Arrange the lines below, from the line containing "the dog's paw." up to and including the line containing "149, 88, 165, 162", as a Markdown table with the columns Row and Line. Number each row and omit blank lines.

**Data for this task**

— Start —

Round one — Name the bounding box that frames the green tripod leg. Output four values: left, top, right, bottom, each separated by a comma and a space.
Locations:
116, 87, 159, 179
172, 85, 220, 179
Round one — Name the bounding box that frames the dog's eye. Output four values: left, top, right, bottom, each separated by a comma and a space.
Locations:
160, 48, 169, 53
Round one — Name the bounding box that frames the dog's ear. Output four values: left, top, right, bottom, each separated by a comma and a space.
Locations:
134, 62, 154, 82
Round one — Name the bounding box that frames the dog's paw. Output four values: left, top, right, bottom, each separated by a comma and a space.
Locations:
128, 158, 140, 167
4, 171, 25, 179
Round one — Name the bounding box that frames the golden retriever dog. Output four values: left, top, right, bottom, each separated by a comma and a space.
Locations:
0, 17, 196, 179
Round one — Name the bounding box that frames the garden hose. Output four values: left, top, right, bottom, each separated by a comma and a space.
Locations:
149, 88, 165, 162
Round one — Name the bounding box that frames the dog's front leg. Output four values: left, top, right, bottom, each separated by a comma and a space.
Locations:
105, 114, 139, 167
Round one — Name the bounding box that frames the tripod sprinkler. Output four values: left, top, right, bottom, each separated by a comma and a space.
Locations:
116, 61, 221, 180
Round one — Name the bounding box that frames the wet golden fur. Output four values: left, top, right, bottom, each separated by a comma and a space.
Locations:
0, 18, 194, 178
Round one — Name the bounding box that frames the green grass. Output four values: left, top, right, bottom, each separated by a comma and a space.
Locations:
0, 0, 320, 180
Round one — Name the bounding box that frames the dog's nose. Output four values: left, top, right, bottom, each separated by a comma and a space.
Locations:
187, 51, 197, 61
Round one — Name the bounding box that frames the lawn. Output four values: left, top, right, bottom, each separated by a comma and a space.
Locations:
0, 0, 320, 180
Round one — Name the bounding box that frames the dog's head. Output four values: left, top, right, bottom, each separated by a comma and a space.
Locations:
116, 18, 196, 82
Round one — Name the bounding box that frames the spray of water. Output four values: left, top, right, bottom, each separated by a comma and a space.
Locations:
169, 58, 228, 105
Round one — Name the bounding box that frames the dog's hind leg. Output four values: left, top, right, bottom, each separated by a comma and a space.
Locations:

— End —
— Start —

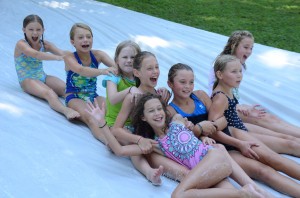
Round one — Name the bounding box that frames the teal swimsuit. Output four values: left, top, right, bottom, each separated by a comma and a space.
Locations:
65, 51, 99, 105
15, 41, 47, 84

— End —

**Answer to the exercise**
| Row | Line |
|---|---|
| 1 | Round one — Name the bounding box that frames the dog's paw. Output four values: left, top, right, bottom, each separated by a comma and a space. |
| 2 | Locations: |
| 3 | 128, 158, 140, 167 |
| 4 | 4, 171, 25, 179 |
| 5 | Round one — Name the bounding box that frames the golden retriever dog. Output four values: left, top, right, bottom, each separated by a comma and a space. |
| 6 | Locations: |
| 7 | 0, 17, 196, 179 |
| 8 | Round one — Name the bounding box that frames the garden hose. Output four values: left, top, right, bottom, each separated by a comma and a space. |
| 9 | Locations: |
| 10 | 149, 88, 165, 162 |